___ Document extract ___
Often, there is no credible Sharia board, no real business model, and no transparent use case - only identities stolen from public professional social media profiles. Early hype drives the clientele and the price up, but once the hype is gone, the project collapses - a classic ‘pump and dump.
Red flags
- No named, credible scholars reviewing the project, or scholar names and images taken from social media
- No clear revenue model beyond token price growth
- Heavy focus on marketing rather than substance
- Anonymous founders
- Guaranteed or exaggerated returns
What to remember
A token does not become halal simply because it uses Islamic branding. Sharia compliance requires proper structure, credible Sharia certification and supervision, and clear contractual frameworks.
2) Phishing for Wallet Access
What it means
Phishing is when scammers trick you into revealing sensitive information like private keys, seed phrases, or login credentials.
How it works
Victims receive:
- Fake websites that look identical to real ones
- Emails pretending to be from crypto exchanges
- Messages claiming “account issues”
- Links asking to “verify” or “secure” a wallet
Once you enter your private information, scammers gain full control and can instantly drain funds. Crypto transactions are often irreversible.
Red flags
- Urgent messages demanding immediate action
- Links with slightly misspelled website names
- Requests for private keys or seed phrases. Remember that legitimate services never ask for these.
- Poor grammar or unusual sender addresses
What to remember
Your private key or seed phrase is like the key to your house safe. No legitimate platform needs it.
3) Impersonation Schemes
What it means
Scammers pretend to be trusted figures — scholars, influencers, or well-known community members — to gain credibility.
How it works
They may:
- Create fake social media accounts with similar names
- Use stolen photos and videos
- Use AI-generated voice or video clips
- Claim endorsements from respected figures
Victims are then directed to invest, donate, or transfer crypto.
Red flags
- Slight spelling differences in account names
- New accounts with low history
- Requests for direct payments or “exclusive deals”
- Messages that feel out of character for the real person
What to remember
Trust should be verified. If a respected figure promotes an investment, check their official channels independently.
4) Private “Investment Groups” on Messaging Apps
What it means
These are invite-only groups where members are promised special access to profitable crypto trades or halal investments. They often operate on platforms like Telegram or WhatsApp and may use the names of well-known Islamic finance companies.
How it works
A typical pattern:
- You’re added to a group showing screenshots of profits
- Members often share success stories
- An “expert” gives trading signals
- You’re encouraged to invest quickly
- Eventually, funds are sent to private wallets and disappear
Some groups even show small early payouts to build trust before larger losses occur.
Red flags
- Pressure to act fast
- Claims of guaranteed wins
- No verifiable company behind the group admins disabling critical questions
- Requests to send funds directly to individuals
What to remember
Real investments do not require secret chat groups or pressure tactics.
Practical Safety Tips
- Never share private keys or seed phrases
- Verify endorsements independently
- Avoid rushing into “exclusive” deals
- Research founders and governance
- Consult knowledgeable advisors
Crypto’s speed and anonymity make recovery difficult. Combined with religious branding, it becomes a powerful lure.
___ Records for this task ___
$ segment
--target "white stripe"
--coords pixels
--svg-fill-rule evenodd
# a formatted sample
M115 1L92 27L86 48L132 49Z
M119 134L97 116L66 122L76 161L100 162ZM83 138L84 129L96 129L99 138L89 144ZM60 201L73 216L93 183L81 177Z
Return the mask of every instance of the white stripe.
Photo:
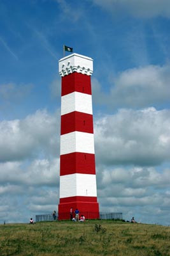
___
#### Complete the following:
1 - Rewrite the rows with every "white stripe" changed to "yellow stripe" and everything else kept the same. Omit the picture from your answer.
2 - Extend the piece on crypto scams that use Islamic branding, starting right after its last sentence.

#### Outputs in order:
1 -
$ segment
--target "yellow stripe"
--coords pixels
--svg-fill-rule evenodd
# a formatted sample
M115 1L92 27L86 48L132 49Z
M119 134L97 116L66 122L76 161L100 162ZM83 138L84 129L96 129L99 138L89 144ZM60 201L73 216L93 183L81 177Z
Return the mask of every instance of the yellow stripe.
Photo:

2 -
Traditional business scams
Traditional business scams - often presented as trade, property, retail, or agriculture ventures - may look like normal investment opportunities, but in reality they operate like Ponzi schemes, using new investors’ money to pay earlier investors. They typically promise high and stable returns, and early investors are paid on time to build trust. Investors are then encouraged to bring friends and family, with new money funding earlier payouts. When new investments slow down, payments are delayed and excuses begin to appear. Eventually, the scheme collapses, payments stop, and promoters may disappear.
Key red flags:
- High, consistent returns — real businesses naturally have both good and bad periods.
- Unusually high returns in traditional sectors — established industries rarely outperform their peers by large margins.
- Guaranteed profit — no legitimate business can guarantee returns.
- Vague explanations — if they cannot clearly explain how money is made, be cautious.
- Focus on recruiting investors — real businesses focus on customers and sales.
- Pressure to invest quickly — urgency is a common scam tactic.
- Luxury image selling — cars, offices, and lifestyle do not prove profitability.
- Lack of transparency — no audits or clear records is a warning sign.
- Referral rewards — earning for bringing in investors often signals a Ponzi structure.
Behind every scheme lies a real human cost: retirement savings lost, family funds depleted, and emotional distress. Victims often feel embarrassed and remain silent, which allows scammers to move on to new targets. A Sharia claim does not replace legal oversight, so investors should always verify whether firms are properly registered with regulators and report suspected fraud. While regulation does not guarantee success, its absence greatly increases risk.
Generational differences also play a role. Older individuals may struggle with digital tools, while younger investors may face overconfidence. Understanding apps does not equal understanding fraud patterns, and slick branding or tech jargon can disguise very traditional scams. As Islamic finance grows, modern financial literacy must include digital skepticism. Every scam marketed as “Islamic”, “Halal” or “Sharia-compliant” harms the industry’s credibility, creates suspicion, slows innovation, and forces genuine startups to work harder to earn trust. Scams do not only steal money - they also steal confidence.
Conclusion
Ponzi schemes in Islamic finance are not a failure of Islamic finance. They are a failure of ethics and due diligence. Islam strongly condemns fraud, deception, and unjust enrichment. The same faith that motivates halal investing also calls for verification, patience, and accountability. Caution is not cynicism. Due diligence is not lacking in tawakkul. Verification is not distrust — it is responsibility. Halal wealth is about both what you invest in and how you invest.
As Islamic finance grows, similar scams will likely grow and adapt their language to fit Sharia-conscious financial markets, which requires vigilance from industry professionals and other stakeholders. It is also important to remember that words like ‘halal,’ ‘Islamic,’ and ‘Sharia-compliant’ can act as powerful trust signals, especially for investors seeking to align finance with faith. Yet one should also remember that Islamic finance itself rejects guaranteed returns. Profit in Sharia is tied to risk and real economic activity, and promises of high, risk-free profit contradict both financial logic and Islamic principles.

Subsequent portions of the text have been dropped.